[Rows of box annotation data]
------------------------

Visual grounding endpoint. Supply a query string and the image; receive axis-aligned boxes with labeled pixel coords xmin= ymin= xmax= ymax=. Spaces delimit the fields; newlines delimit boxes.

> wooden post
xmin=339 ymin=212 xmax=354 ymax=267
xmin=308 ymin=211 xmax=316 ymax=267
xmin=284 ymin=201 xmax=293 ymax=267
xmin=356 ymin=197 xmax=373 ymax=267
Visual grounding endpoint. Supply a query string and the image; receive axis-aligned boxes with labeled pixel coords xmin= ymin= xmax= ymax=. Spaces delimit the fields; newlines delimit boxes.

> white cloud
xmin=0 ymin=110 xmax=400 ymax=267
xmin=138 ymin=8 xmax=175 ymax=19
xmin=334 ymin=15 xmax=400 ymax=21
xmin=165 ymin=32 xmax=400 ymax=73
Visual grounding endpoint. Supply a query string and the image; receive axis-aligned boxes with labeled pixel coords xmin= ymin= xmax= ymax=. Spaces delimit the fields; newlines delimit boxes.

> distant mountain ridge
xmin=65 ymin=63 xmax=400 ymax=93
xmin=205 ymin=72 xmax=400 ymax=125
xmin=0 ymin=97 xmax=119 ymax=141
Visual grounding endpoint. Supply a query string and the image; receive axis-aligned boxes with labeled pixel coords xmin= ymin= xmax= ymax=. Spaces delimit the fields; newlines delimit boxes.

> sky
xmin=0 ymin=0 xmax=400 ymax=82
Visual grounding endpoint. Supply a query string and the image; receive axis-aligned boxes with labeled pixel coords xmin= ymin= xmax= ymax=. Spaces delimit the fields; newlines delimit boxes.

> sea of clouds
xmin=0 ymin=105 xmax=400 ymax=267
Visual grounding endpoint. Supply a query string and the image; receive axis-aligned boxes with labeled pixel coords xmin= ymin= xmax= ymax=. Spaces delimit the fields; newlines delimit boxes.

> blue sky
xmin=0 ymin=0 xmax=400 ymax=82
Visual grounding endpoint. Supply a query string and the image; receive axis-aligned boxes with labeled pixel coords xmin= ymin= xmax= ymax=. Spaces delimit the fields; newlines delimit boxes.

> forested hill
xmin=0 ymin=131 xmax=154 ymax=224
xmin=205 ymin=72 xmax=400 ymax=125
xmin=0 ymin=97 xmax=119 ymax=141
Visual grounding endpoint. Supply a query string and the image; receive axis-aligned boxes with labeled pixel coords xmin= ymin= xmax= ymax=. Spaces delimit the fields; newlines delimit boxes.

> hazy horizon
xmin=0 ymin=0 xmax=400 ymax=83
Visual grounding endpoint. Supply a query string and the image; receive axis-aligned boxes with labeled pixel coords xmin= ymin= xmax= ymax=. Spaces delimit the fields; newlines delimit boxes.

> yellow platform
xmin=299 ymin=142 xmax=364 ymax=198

------------------------

> **EXERCISE TASK**: Reproduce all of the entries above, swapping every occurrence of "query string" for "search phrase" and leaving everything else unchanged.

> **TASK OUTPUT**:
Visual grounding endpoint. Supply a search phrase and the image; receive axis-aligned boxes with labeled pixel coords xmin= ymin= xmax= ymax=. Spaces delimit the fields; newlines delimit boxes.

> wooden post
xmin=339 ymin=212 xmax=354 ymax=267
xmin=308 ymin=211 xmax=316 ymax=267
xmin=284 ymin=201 xmax=293 ymax=267
xmin=356 ymin=197 xmax=373 ymax=267
Visual grounding endpoint. Supply a search phrase and the image; receive axis-aligned boxes with labeled pixel coords xmin= ymin= xmax= ymax=. Spaces delimit the fields; newlines delimit boxes.

> white cloud
xmin=0 ymin=110 xmax=400 ymax=267
xmin=138 ymin=8 xmax=175 ymax=19
xmin=334 ymin=15 xmax=400 ymax=21
xmin=165 ymin=32 xmax=400 ymax=73
Visual grounding endpoint. Supply a search phrase and the image; receive axis-aligned boxes with labeled pixel coords xmin= ymin= xmax= ymax=. Spaces delimit the fields; newlines delimit boxes.

> distant mountain ridge
xmin=65 ymin=63 xmax=400 ymax=93
xmin=205 ymin=72 xmax=400 ymax=125
xmin=0 ymin=97 xmax=119 ymax=141
Visual grounding endpoint. Supply a search phrase and the image; receive axis-aligned boxes with labeled pixel coords xmin= ymin= xmax= ymax=. Spaces delimit the fields; newlines delimit boxes.

> sky
xmin=0 ymin=0 xmax=400 ymax=82
Visual grounding endpoint. Supply a search phrase and the image; receive axis-aligned boxes with labeled pixel coords xmin= ymin= xmax= ymax=. Spaces delimit the fields; newlines delimit boxes.

> sea of clouds
xmin=0 ymin=105 xmax=400 ymax=267
Visual grounding endpoint. Supply a search phrase and the image; receive axis-aligned boxes with labeled pixel coords xmin= ymin= xmax= ymax=. Spaces delimit the fields; newlines delimit boxes.

> blue sky
xmin=0 ymin=0 xmax=400 ymax=82
Visual grounding endpoint. Supply a search phrase and the image; receive axis-aligned boxes with labeled pixel coords xmin= ymin= xmax= ymax=. Spaces delimit the fields; newlines delimit boxes.

> forested hill
xmin=0 ymin=131 xmax=154 ymax=224
xmin=205 ymin=72 xmax=400 ymax=125
xmin=0 ymin=97 xmax=119 ymax=141
Visual grounding endpoint. Supply a search phrase and the image; receive axis-aligned boxes with labeled pixel coords xmin= ymin= xmax= ymax=. Spaces delimit the fields; newlines delimit boxes.

> hazy horizon
xmin=0 ymin=0 xmax=400 ymax=83
Visual grounding endpoint. Supply a search phrase and the image; receive axis-aligned boxes with labeled pixel coords xmin= ymin= xmax= ymax=. Spaces delimit the fields; newlines delimit boxes.

> yellow platform
xmin=299 ymin=142 xmax=364 ymax=198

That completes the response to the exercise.